____ TASK MATERIAL

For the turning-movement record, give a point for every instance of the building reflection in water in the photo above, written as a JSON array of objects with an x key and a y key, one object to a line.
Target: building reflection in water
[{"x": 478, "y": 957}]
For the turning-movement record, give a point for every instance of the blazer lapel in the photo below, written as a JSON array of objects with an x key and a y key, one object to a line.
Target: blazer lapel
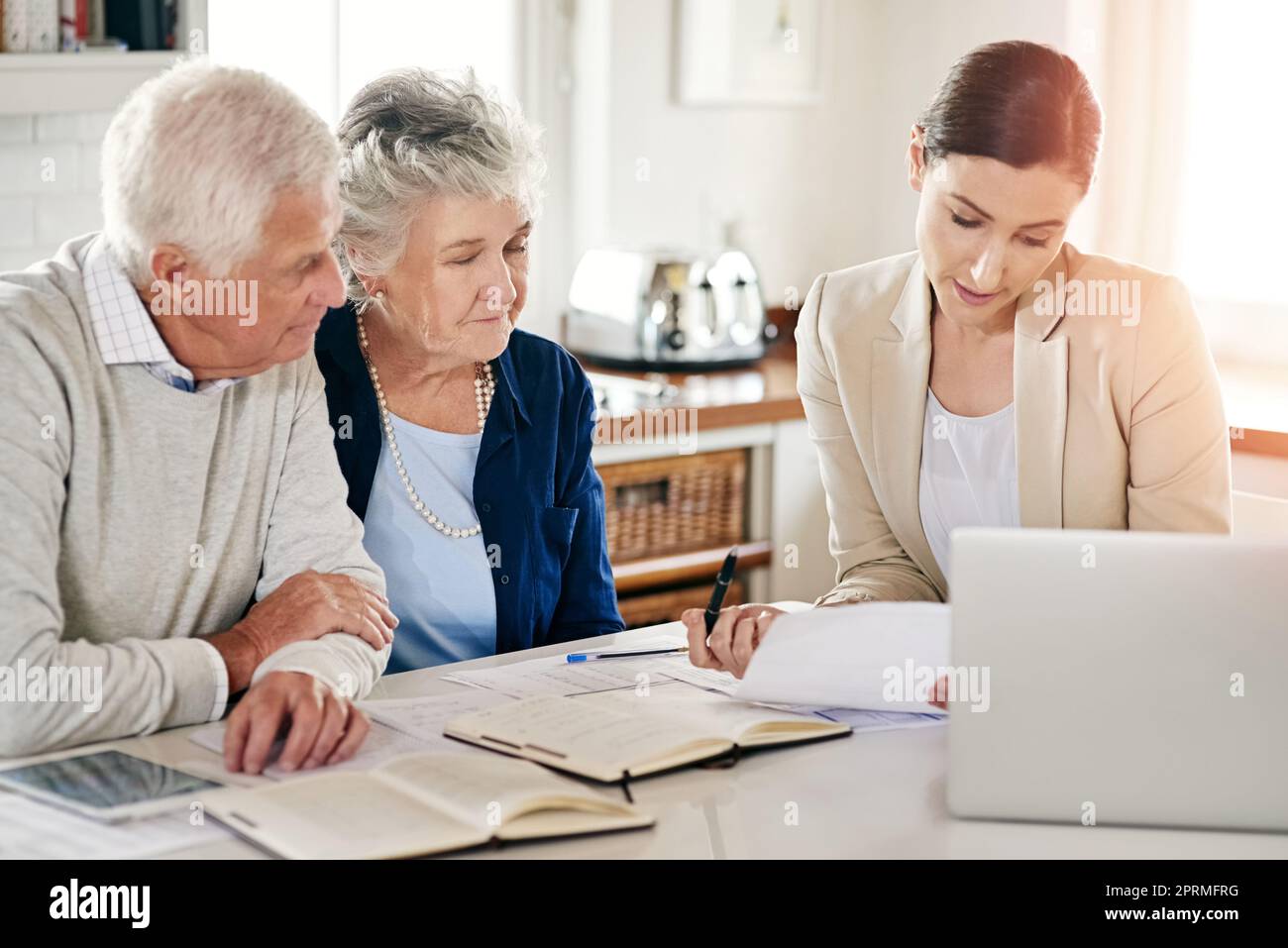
[
  {"x": 901, "y": 375},
  {"x": 1041, "y": 398}
]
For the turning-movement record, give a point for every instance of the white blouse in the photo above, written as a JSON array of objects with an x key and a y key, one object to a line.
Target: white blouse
[{"x": 967, "y": 474}]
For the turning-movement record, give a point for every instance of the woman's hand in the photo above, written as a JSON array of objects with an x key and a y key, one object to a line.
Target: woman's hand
[{"x": 733, "y": 638}]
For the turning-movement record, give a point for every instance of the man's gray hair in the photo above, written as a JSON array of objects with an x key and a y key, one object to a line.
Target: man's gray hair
[
  {"x": 197, "y": 158},
  {"x": 413, "y": 136}
]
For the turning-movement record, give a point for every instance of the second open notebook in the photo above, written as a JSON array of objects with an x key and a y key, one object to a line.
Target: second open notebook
[
  {"x": 609, "y": 736},
  {"x": 417, "y": 804}
]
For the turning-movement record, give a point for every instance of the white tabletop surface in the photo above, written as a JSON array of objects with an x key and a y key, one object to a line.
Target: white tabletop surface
[{"x": 877, "y": 794}]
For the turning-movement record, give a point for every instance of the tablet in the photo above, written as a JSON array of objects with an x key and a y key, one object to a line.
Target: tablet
[{"x": 107, "y": 786}]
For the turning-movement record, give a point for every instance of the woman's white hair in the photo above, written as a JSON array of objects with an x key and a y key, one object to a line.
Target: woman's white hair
[
  {"x": 412, "y": 136},
  {"x": 197, "y": 158}
]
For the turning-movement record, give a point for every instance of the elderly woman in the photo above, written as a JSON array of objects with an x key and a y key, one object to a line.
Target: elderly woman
[{"x": 465, "y": 442}]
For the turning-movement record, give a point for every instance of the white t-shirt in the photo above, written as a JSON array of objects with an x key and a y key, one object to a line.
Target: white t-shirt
[{"x": 967, "y": 474}]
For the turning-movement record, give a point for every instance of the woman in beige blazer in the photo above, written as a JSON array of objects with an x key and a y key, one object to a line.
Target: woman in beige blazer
[{"x": 1103, "y": 365}]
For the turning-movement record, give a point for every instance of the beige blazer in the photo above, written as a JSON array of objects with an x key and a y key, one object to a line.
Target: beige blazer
[{"x": 1119, "y": 416}]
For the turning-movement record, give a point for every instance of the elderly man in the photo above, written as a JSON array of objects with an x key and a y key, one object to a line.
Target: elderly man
[{"x": 165, "y": 456}]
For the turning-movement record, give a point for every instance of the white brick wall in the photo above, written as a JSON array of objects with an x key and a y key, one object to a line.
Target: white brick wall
[{"x": 50, "y": 181}]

________

**DO THIS**
Retype the items above word for word, beginning at the line that contains "of the tablet" and continuing through the end of the items.

**SOLVED PROBLEM**
For the turning-movement record, give a point for every instance of the tablet in the photo above, written as a JSON array of objects with an x key and a y key, one object to a line.
Target: tablet
[{"x": 107, "y": 786}]
For the turning-movement record, give a point for every instance of the woman's white hair in the photo above, written as a JSON array of objects with an x key and a y key, one object to a line.
Target: woman's white hair
[
  {"x": 412, "y": 136},
  {"x": 197, "y": 158}
]
For the turning-movement record, give a point for every instance of the elderly woman in the photo above, written as a JSON array of objects with an x key and a y key, one object to a line.
Target: elderly woman
[{"x": 465, "y": 442}]
For the turning-movement record, give a point for every instance of the white t-shirt in the photo above, written as a JSON array of objects with an x key and a y key, one object to a line.
Target: white t-shirt
[{"x": 967, "y": 474}]
For the turning-movement record, give a point for every instance of the woman in beige blazer in the photo above, written as a JSON array of objects with an x key and a y key, one object to a line.
Target: woman in beige blazer
[{"x": 1103, "y": 365}]
For the turning-movement record, give a point for every instance of the beige blazer in the photo above, written as a JSON array of objects with an x key and a y key, one object to a line.
Target: beige blazer
[{"x": 1119, "y": 416}]
For the turning-movement record, give a point for every instance of the elderly man in the photo above, written as a JSON array of objects with an x key and a y key, one object to a line.
Target: elderly man
[{"x": 165, "y": 456}]
For the turning-movement record, give a point for every instance of the white brick wall in the photo above, written as a JSON array of objects with an x key and a y key, one object to a line.
Target: white brick wall
[{"x": 50, "y": 181}]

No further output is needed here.